**What is asked:**
Copy out only the span from the line with "of the mountain" to the end of the data, both ends kept, word for word.
>> Begin Input
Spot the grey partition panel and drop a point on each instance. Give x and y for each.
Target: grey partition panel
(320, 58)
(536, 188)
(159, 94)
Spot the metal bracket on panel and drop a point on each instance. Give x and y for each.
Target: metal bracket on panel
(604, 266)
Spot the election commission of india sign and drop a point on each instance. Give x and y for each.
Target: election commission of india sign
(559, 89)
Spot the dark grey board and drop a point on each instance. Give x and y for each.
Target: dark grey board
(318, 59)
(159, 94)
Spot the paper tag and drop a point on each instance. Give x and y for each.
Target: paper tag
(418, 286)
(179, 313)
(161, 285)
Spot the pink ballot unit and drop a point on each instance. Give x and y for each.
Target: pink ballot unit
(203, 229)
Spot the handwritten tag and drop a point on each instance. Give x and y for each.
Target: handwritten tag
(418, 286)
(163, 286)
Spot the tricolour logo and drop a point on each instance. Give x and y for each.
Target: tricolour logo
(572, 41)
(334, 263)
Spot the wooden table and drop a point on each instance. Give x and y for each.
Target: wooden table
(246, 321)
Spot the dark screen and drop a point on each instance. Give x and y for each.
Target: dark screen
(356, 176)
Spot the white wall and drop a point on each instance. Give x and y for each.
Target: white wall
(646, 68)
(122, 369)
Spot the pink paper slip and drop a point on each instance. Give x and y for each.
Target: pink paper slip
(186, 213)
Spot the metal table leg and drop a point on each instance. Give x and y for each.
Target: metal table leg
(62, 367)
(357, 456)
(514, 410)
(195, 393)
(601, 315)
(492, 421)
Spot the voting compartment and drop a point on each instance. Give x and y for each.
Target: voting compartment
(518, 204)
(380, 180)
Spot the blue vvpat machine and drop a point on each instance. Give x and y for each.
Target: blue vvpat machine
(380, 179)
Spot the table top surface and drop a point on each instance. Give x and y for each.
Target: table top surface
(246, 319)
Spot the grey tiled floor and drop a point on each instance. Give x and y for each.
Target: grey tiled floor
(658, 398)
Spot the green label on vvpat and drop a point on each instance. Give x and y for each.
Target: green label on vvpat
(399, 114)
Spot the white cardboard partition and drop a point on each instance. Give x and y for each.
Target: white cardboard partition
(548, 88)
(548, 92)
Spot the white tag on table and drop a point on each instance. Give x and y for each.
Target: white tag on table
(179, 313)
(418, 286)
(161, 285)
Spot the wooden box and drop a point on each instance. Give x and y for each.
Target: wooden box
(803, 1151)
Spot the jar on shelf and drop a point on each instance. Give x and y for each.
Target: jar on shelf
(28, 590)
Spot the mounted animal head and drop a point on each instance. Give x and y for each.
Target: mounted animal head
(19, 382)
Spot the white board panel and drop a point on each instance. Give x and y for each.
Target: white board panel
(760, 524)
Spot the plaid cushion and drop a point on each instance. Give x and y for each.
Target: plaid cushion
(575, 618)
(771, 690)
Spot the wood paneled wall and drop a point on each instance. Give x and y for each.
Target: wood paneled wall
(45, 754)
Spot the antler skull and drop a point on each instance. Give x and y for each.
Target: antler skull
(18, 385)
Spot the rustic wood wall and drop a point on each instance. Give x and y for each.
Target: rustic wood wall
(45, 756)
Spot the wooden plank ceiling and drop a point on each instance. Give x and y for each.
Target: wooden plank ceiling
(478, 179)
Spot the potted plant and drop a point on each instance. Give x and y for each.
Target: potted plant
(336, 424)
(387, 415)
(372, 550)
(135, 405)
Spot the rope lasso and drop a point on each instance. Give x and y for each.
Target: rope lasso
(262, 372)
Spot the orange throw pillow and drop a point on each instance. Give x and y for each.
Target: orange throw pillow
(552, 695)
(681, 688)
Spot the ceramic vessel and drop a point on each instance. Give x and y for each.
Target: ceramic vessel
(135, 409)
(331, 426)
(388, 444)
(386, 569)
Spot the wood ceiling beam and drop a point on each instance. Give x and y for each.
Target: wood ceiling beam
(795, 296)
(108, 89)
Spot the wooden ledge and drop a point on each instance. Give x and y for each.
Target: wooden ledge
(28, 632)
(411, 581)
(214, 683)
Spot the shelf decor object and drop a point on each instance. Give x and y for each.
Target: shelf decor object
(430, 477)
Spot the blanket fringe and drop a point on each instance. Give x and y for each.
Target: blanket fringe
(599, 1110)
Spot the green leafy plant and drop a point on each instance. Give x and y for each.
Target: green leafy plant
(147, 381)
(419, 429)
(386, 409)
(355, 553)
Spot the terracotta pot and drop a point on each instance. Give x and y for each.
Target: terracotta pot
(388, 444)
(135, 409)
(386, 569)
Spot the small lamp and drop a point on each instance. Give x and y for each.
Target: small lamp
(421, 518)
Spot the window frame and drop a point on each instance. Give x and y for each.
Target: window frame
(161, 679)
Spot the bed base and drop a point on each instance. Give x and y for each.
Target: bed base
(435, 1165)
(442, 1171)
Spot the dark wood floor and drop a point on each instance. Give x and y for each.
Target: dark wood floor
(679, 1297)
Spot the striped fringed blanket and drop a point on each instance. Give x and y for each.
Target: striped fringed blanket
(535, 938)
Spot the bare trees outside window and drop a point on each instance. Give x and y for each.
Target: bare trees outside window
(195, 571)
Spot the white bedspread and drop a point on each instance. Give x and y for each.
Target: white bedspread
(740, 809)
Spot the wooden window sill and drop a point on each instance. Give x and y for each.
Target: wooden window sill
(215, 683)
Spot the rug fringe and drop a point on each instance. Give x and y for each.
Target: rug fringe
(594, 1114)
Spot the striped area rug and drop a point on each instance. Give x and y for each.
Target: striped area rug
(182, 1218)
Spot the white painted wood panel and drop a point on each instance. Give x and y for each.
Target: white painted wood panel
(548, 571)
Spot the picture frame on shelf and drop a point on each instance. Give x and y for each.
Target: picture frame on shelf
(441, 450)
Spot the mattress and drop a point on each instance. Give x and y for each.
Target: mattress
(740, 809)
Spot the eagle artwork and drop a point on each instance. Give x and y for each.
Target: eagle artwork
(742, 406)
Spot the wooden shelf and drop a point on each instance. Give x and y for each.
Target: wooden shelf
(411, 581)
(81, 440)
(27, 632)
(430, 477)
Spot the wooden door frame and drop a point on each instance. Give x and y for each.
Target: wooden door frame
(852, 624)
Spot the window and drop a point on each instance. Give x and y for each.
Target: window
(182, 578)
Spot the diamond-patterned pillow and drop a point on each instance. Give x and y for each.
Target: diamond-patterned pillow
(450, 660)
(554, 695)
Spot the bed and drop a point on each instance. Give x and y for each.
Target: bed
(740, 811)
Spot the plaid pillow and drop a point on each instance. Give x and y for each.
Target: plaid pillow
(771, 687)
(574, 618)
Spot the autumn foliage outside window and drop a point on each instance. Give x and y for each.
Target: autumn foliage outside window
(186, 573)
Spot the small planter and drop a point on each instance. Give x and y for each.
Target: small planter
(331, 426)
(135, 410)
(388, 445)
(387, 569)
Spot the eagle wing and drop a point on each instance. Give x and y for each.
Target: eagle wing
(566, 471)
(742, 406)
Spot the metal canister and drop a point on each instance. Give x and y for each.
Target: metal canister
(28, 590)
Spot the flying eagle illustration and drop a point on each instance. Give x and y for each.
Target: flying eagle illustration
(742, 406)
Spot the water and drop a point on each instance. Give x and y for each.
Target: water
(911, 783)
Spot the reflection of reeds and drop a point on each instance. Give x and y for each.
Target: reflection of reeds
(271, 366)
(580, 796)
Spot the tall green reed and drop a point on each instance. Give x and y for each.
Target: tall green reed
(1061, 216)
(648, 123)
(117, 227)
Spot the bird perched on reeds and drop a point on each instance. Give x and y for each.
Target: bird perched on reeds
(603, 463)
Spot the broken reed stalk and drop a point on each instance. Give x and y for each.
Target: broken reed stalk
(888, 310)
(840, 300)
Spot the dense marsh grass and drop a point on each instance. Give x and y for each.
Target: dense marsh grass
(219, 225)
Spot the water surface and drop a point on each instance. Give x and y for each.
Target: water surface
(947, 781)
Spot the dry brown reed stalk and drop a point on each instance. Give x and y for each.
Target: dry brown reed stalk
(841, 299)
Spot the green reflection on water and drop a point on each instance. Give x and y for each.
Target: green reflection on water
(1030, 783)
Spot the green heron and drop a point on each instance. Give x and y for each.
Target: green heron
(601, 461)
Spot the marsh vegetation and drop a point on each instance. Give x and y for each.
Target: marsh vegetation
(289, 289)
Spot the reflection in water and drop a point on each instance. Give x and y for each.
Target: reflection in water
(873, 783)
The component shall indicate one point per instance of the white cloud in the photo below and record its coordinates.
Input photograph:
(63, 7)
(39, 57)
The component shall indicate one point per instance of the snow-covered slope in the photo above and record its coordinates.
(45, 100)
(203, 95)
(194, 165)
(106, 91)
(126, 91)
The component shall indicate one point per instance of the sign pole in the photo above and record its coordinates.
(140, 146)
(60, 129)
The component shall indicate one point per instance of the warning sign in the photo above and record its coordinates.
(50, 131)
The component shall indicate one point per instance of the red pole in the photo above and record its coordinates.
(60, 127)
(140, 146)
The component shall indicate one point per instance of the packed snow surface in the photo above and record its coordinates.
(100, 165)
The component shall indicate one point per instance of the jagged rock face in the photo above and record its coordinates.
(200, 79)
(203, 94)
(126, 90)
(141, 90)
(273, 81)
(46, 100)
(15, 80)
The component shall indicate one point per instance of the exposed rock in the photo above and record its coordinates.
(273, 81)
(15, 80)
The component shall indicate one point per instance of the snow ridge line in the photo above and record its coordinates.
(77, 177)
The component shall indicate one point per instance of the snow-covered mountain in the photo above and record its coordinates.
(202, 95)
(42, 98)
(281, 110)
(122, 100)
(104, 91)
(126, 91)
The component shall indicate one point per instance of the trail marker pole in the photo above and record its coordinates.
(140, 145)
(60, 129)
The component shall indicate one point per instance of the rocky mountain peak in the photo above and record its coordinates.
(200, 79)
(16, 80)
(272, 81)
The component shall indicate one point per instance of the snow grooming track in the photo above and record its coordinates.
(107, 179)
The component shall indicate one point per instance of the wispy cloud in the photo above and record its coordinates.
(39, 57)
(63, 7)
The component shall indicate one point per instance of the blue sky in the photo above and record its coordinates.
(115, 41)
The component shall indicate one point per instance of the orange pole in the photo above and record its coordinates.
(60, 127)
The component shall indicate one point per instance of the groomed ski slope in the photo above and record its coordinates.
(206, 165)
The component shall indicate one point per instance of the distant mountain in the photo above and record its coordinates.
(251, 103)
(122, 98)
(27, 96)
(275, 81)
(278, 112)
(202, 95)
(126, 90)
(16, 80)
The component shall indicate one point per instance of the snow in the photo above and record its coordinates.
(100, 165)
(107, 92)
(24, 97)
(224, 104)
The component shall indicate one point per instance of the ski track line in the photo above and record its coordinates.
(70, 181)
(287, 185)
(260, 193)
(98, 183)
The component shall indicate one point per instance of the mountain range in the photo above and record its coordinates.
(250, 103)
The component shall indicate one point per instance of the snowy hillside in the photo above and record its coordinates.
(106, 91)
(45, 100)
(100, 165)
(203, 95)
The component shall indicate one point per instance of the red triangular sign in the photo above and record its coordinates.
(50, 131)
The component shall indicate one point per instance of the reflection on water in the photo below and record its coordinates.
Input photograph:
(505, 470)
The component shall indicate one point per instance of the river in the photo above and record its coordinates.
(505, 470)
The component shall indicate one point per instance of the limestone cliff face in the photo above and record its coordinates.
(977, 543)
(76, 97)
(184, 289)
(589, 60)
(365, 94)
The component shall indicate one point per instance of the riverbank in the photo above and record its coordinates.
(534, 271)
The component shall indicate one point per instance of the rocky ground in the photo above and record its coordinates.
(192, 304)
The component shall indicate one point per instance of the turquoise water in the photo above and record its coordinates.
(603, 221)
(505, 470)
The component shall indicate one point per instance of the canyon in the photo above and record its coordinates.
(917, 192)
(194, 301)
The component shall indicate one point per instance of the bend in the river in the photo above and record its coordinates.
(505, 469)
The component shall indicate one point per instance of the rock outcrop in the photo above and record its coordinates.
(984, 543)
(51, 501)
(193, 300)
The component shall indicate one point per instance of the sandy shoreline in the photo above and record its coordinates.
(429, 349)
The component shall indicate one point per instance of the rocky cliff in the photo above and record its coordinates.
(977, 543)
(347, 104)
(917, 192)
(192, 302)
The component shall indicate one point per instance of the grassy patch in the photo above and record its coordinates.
>> End Input
**The result:**
The component shall indicate one point per instance of the mountain range in the photo above and record its coordinates.
(250, 103)
The component shall indicate one point per instance of the snowy hillside in the photo above and record its coordinates.
(106, 91)
(45, 100)
(100, 165)
(203, 95)
The component shall indicate one point per instance of the red triangular sign in the photo above and record its coordinates.
(50, 131)
The component shall indicate one point per instance of the reflection on water in the photo below and record its coordinates.
Input photograph:
(505, 470)
The component shall indicate one point per instance of the river in the photo above and record its coordinates.
(505, 470)
The component shall indicate one point per instance of the limestone cliff face in the photo above and record its coordinates.
(977, 543)
(76, 97)
(184, 289)
(589, 60)
(365, 94)
The component shall indicate one point per instance of the riverbank in the photo above and record its coordinates.
(534, 271)
The component shall indicate one point per instance of the rocky ground in the photo above and record its coordinates.
(192, 304)
The component shall indicate one point per instance of the turquoise water in the photo above and record its coordinates.
(603, 221)
(505, 470)
The component shall indicate one point per instance of the canyon in the photo above and record its coordinates.
(917, 192)
(194, 301)
The component shall indicate one point per instance of the bend in the river in the photo above and record its coordinates.
(505, 469)
The component shall indicate one point per instance of the rock outcrop in the photo above and record its coordinates.
(984, 543)
(51, 501)
(193, 300)
The component shall indicate one point per instance of the sandy shoreline in the photo above and record its coordinates.
(429, 349)
The component shall indicate one point per instance of the rocky cliff in the photo above and record its coordinates.
(977, 543)
(347, 104)
(917, 192)
(192, 302)
The component shall indicate one point per instance of the grassy patch in the photo above and record its coordinates.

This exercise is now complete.